Collected data
- - -

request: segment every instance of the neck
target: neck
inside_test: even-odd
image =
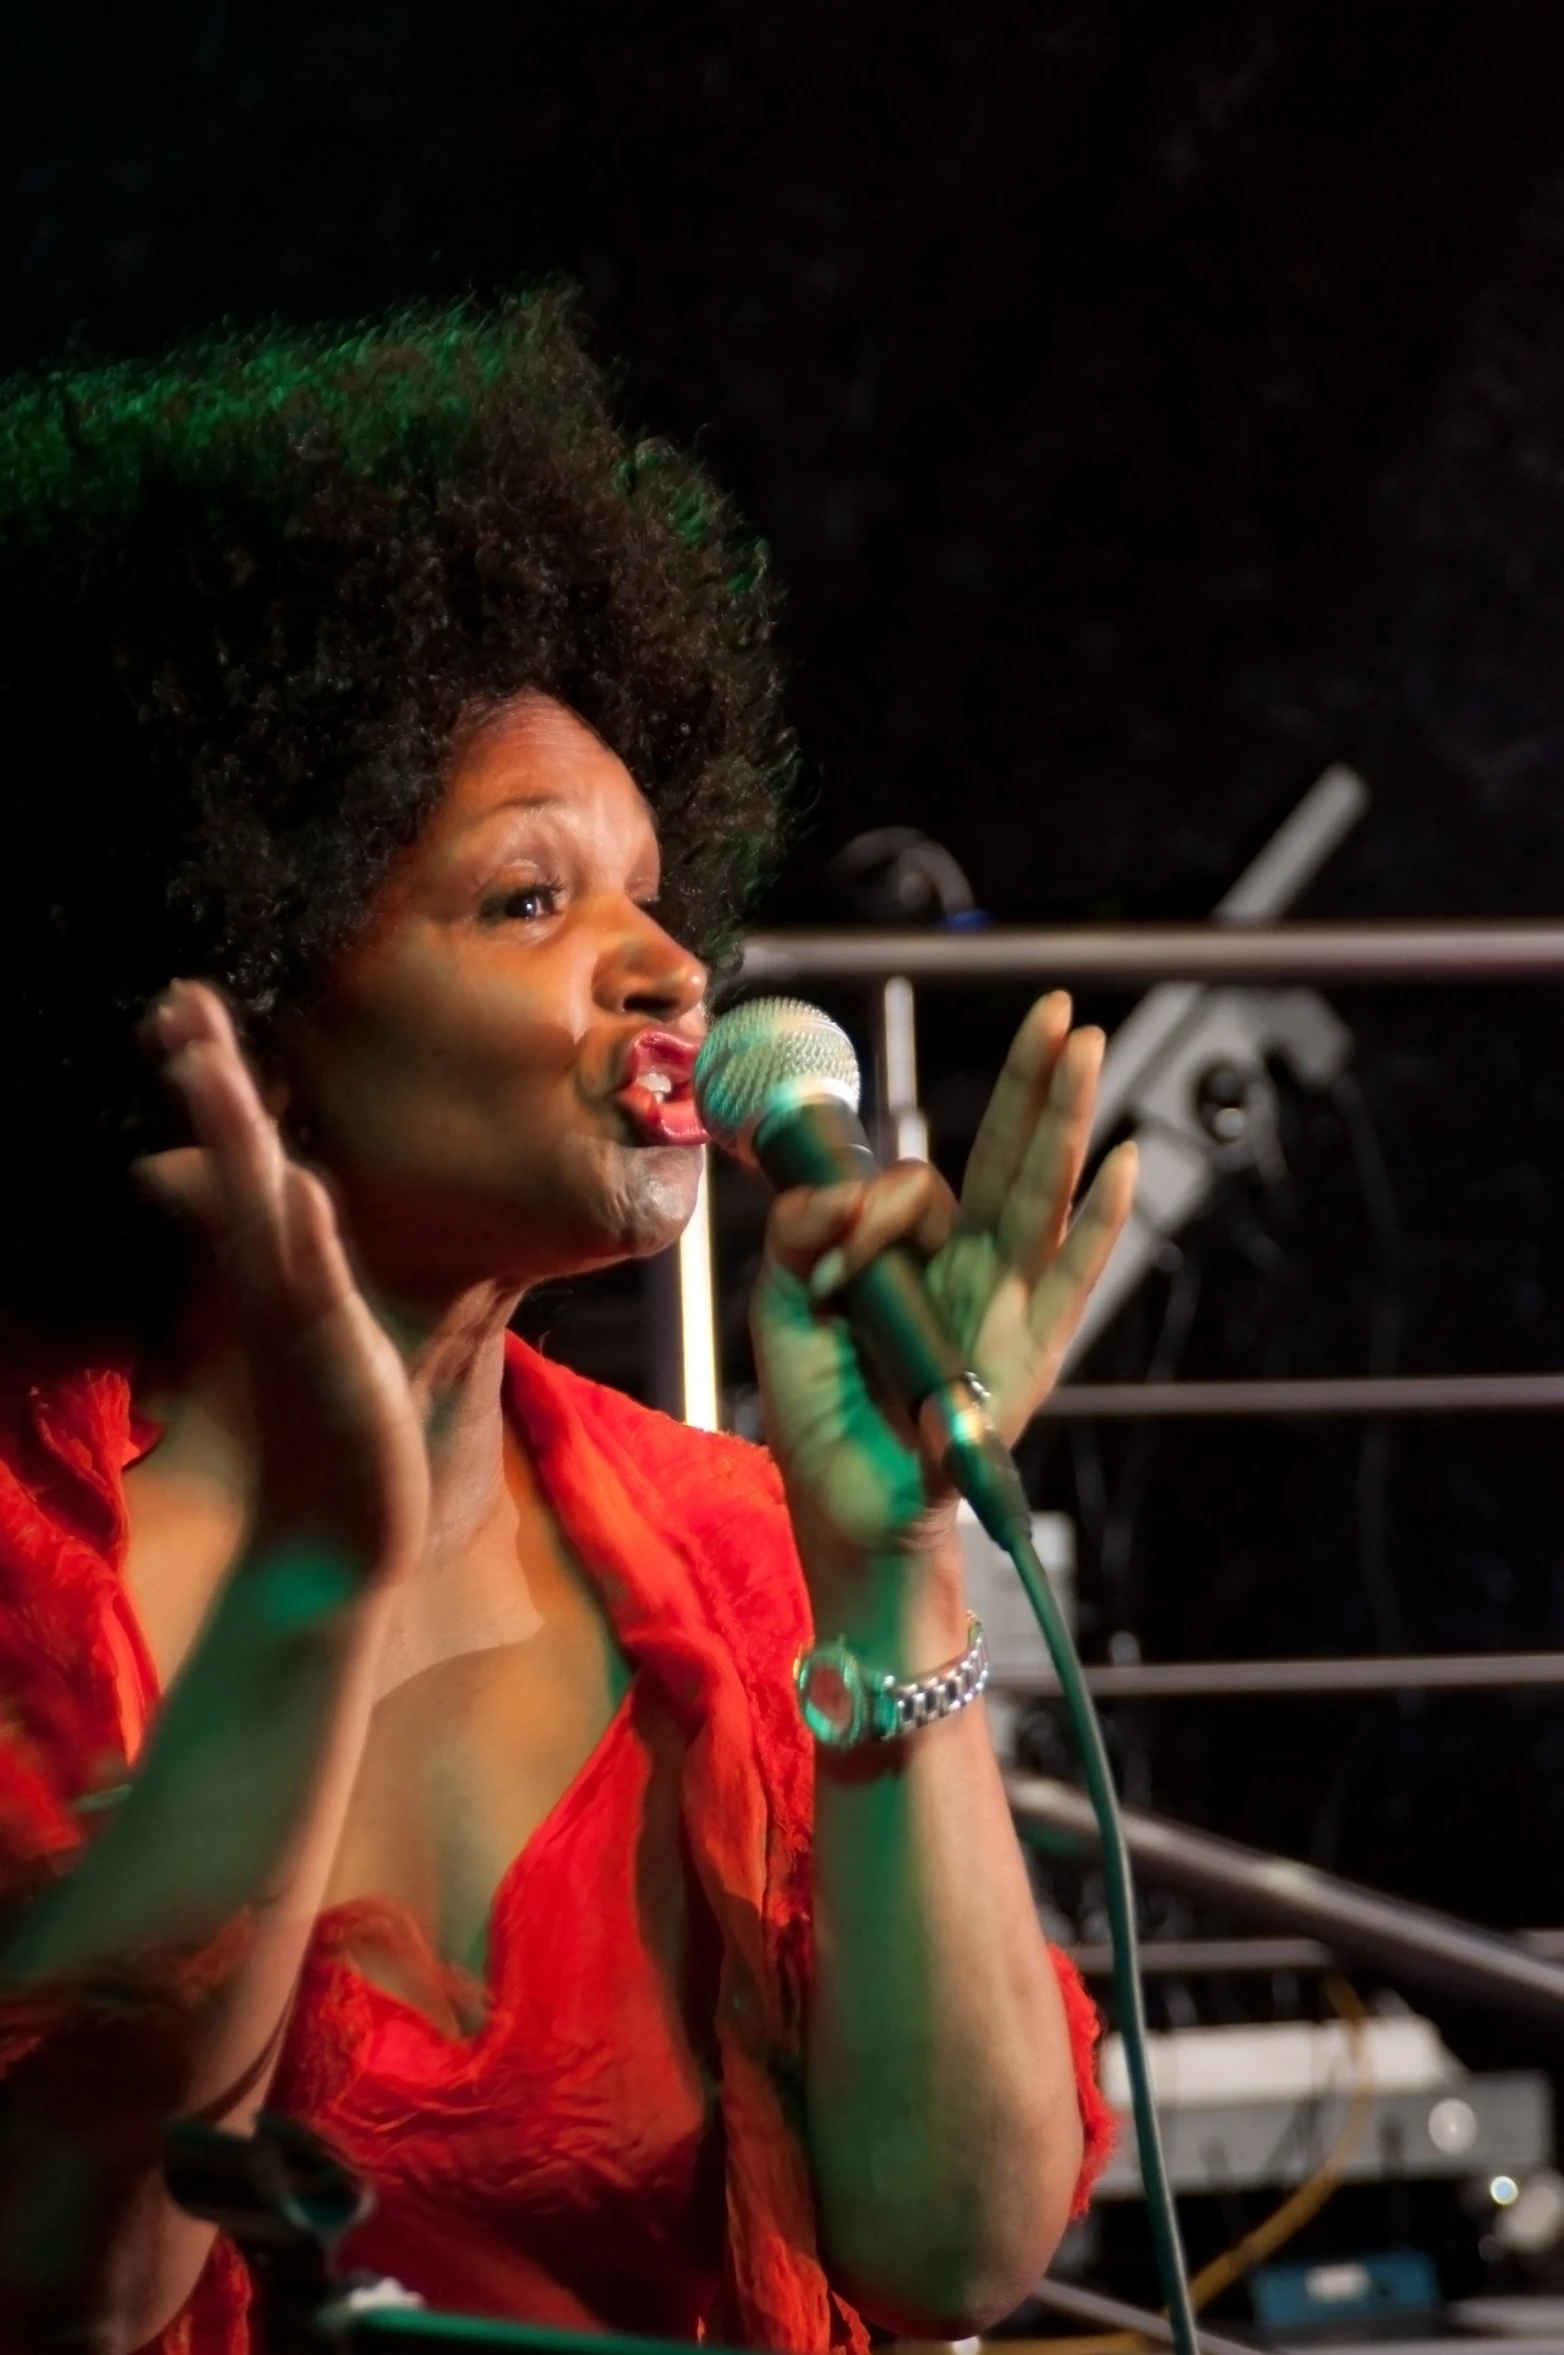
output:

- - -

* _Prompt_
For each line above that includes "neck", copy the line.

* _Solution to the exercise_
request: segment every instance of the neck
target: neck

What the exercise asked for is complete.